== STUDY MATERIAL ==
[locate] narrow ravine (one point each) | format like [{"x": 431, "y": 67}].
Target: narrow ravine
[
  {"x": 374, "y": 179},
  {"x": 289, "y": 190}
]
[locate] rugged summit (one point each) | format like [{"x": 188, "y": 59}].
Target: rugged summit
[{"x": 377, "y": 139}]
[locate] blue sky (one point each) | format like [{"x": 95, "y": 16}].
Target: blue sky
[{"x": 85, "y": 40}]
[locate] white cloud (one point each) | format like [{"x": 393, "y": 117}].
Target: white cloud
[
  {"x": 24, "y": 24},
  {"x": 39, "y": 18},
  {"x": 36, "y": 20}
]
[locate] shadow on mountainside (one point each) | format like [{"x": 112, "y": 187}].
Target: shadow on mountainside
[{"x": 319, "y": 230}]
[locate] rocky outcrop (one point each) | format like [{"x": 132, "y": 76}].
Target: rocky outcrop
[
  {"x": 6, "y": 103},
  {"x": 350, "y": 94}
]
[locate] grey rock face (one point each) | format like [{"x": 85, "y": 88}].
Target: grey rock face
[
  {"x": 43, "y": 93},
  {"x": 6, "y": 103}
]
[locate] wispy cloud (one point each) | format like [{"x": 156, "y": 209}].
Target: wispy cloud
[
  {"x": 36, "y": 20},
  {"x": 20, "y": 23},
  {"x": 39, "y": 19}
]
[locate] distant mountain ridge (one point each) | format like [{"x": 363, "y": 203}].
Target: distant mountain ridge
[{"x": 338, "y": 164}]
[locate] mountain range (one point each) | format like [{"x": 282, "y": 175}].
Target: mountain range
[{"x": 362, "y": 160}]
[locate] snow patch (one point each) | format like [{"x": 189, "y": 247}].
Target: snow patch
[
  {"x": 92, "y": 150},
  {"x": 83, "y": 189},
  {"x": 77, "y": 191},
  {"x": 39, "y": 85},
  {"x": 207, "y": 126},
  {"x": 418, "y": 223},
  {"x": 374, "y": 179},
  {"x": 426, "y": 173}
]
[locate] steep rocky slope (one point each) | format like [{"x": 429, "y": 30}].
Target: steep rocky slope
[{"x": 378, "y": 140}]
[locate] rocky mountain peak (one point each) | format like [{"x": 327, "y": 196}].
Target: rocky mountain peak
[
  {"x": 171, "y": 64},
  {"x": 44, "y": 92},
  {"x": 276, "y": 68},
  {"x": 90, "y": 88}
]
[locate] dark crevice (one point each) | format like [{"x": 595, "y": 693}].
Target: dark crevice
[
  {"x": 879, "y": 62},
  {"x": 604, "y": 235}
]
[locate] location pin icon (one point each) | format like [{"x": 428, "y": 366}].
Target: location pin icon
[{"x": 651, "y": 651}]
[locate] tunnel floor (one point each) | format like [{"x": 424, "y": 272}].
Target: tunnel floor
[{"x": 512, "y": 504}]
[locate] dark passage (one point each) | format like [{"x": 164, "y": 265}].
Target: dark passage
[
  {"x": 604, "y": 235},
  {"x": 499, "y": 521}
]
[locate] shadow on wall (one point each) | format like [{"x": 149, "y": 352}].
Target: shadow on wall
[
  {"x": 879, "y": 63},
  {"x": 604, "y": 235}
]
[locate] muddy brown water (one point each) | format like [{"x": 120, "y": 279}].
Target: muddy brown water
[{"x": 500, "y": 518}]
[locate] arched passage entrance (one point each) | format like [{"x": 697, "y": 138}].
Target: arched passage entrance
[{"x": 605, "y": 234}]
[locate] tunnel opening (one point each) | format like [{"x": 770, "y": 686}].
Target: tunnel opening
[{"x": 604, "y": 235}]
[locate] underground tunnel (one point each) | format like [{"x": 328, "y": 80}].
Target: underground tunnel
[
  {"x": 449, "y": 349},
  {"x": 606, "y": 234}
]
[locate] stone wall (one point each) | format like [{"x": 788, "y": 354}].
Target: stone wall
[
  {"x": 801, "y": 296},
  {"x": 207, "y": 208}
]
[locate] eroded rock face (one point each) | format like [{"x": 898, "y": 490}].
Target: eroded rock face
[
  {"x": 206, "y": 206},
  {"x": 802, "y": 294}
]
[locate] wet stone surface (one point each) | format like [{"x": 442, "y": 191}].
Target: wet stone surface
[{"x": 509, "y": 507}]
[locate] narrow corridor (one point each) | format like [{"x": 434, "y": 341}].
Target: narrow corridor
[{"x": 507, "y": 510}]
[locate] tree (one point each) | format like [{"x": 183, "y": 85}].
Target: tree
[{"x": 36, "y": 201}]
===
== STUDY MATERIAL ==
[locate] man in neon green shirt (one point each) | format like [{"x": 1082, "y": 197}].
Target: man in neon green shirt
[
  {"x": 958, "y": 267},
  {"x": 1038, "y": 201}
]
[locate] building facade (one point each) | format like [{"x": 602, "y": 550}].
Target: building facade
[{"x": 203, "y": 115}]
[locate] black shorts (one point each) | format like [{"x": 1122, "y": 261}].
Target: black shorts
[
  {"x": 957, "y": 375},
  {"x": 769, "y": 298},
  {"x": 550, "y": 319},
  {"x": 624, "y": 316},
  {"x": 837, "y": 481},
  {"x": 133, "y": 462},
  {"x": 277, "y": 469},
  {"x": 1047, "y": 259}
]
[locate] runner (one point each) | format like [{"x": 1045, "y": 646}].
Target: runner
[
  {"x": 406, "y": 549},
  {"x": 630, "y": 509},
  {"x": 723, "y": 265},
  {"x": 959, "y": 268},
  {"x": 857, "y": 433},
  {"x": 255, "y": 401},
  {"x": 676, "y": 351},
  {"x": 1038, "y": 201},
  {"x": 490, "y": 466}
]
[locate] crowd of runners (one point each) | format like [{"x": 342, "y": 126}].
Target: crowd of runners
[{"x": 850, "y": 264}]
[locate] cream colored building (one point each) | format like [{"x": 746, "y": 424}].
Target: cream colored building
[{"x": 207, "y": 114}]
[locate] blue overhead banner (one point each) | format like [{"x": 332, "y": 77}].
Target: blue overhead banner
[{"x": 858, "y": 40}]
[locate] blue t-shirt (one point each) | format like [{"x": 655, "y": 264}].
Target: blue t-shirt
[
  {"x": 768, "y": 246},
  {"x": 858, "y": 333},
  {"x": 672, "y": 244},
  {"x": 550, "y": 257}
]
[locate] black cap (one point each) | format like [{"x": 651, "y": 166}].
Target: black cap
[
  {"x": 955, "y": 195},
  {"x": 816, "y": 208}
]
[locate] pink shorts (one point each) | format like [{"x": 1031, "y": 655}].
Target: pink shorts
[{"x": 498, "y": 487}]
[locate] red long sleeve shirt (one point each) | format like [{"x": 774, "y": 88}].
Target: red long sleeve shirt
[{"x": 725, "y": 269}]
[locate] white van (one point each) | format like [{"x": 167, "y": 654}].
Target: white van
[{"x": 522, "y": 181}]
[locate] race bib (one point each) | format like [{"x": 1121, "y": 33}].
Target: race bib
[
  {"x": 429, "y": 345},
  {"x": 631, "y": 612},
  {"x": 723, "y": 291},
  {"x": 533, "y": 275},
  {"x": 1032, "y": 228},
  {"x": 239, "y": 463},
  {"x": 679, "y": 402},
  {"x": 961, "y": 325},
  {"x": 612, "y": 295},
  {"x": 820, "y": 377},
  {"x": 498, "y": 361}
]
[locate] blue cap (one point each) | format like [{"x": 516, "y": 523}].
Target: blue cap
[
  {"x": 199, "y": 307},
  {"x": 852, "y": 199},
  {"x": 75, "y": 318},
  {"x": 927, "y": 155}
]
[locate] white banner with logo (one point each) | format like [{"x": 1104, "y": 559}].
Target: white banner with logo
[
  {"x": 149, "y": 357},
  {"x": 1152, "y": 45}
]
===
== STUDY MATERIAL ==
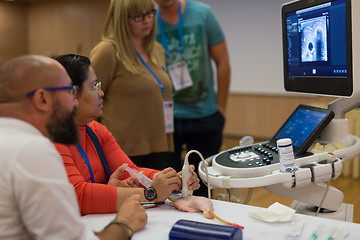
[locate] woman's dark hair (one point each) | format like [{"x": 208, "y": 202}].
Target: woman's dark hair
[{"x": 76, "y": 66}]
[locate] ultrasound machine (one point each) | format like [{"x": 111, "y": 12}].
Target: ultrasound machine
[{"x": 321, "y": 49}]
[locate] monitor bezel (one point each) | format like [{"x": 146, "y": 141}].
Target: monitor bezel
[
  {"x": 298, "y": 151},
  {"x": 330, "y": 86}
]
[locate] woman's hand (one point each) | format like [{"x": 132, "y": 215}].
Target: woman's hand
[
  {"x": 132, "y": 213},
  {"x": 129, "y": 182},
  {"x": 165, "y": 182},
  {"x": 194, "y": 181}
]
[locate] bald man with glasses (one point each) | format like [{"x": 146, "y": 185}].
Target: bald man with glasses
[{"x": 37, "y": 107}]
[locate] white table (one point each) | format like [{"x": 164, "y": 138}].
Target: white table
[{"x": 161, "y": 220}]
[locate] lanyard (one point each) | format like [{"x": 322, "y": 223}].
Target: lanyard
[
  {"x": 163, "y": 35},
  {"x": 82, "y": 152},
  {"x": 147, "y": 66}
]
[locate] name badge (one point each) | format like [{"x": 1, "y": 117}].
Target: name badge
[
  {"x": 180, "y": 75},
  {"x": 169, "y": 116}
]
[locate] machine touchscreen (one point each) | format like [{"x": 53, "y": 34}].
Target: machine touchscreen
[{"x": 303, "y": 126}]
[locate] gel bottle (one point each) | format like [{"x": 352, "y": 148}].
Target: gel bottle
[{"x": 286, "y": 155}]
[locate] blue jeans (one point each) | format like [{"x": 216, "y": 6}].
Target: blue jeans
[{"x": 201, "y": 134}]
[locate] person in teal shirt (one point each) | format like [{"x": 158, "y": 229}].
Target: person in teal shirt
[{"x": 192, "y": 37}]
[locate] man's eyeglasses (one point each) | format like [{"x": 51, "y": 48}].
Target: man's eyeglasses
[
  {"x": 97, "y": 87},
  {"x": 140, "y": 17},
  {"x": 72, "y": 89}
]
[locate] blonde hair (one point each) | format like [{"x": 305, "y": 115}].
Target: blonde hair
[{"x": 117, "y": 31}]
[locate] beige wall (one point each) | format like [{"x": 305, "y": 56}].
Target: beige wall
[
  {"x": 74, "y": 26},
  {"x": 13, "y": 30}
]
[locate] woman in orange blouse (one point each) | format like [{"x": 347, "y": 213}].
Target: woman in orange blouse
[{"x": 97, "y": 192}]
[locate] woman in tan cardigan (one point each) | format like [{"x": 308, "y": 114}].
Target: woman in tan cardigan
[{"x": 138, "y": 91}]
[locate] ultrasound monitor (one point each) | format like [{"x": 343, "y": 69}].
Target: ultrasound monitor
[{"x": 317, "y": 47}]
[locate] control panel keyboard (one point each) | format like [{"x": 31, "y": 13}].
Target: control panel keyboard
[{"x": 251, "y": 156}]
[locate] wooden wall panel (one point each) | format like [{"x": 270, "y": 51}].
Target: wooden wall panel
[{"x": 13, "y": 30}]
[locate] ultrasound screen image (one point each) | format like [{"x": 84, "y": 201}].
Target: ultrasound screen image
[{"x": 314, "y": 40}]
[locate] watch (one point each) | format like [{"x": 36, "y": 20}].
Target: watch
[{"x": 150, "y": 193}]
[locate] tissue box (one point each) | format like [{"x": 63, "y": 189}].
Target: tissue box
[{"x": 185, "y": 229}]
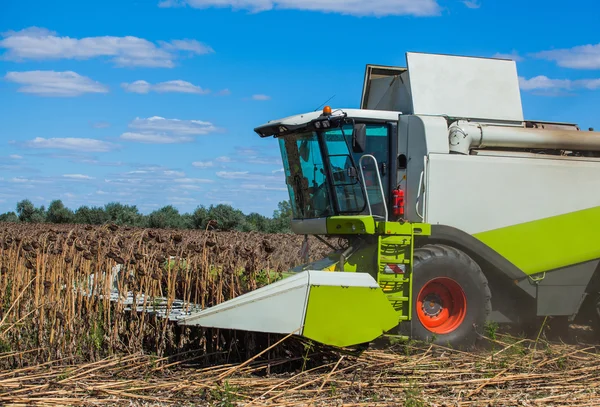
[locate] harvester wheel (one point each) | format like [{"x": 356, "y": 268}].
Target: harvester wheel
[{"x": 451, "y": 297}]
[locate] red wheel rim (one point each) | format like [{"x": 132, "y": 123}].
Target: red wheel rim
===
TASK STATEMENT: From the material above, copy exactly the lines between the line holding "[locate] red wheel" and the line holding "Target: red wheel rim", inclusive, and only those.

EXERCISE SOLUTION:
[locate] red wheel rim (one point each) | format like [{"x": 132, "y": 123}].
Target: red wheel rim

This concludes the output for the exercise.